** Start EXTRACTED DATA **

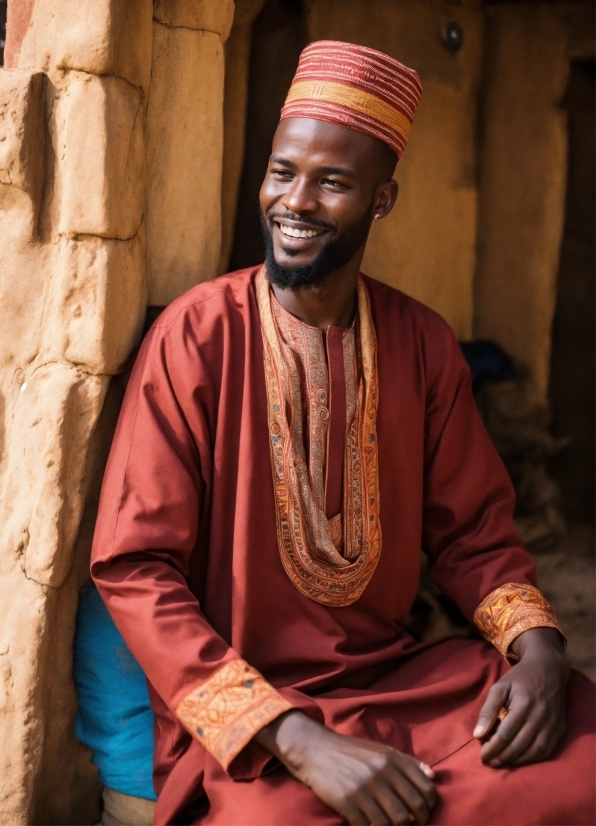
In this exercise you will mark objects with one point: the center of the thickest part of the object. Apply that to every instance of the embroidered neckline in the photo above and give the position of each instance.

** End EXTRACTED DATA **
** Start EXTRACTED DATA **

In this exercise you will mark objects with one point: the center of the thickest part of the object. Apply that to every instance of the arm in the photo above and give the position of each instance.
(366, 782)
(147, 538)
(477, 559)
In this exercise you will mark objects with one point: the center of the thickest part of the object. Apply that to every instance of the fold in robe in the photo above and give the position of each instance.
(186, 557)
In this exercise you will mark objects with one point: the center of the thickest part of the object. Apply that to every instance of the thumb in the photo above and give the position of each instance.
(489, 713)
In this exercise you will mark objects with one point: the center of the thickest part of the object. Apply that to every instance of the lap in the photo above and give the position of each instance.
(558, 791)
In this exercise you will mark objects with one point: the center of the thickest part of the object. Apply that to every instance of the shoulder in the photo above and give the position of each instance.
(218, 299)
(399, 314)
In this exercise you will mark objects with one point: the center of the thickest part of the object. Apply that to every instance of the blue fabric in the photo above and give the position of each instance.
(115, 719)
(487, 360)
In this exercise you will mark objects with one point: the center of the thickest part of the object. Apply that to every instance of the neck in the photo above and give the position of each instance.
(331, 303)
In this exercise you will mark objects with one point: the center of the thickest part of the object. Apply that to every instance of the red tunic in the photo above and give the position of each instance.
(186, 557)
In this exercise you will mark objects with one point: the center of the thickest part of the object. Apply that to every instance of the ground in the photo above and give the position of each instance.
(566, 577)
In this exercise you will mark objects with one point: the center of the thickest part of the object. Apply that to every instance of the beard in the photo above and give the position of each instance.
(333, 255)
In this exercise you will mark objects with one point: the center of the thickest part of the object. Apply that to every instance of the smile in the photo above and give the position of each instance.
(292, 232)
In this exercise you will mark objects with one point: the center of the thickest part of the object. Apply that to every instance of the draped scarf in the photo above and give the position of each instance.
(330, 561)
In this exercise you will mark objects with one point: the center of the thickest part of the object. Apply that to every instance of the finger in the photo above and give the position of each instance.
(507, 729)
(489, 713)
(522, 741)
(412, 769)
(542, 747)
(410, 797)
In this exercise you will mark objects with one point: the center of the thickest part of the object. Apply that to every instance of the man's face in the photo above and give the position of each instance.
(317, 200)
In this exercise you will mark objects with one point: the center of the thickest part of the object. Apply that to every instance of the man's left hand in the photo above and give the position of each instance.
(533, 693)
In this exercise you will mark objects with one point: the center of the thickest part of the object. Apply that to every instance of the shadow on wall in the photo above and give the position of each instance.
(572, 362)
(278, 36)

** End EXTRACTED DATA **

**INSTRUCTIONS FOR THE TASK**
Locate every line in the entries above that contains the word "embroidered" and copy each of those lines.

**PROBLEM SOLUTION**
In this exercise you will mark objects with one point: the center of the thickest part of the object. Apply that to every instance of the embroidered neckline in the photo above and give the position of each instance.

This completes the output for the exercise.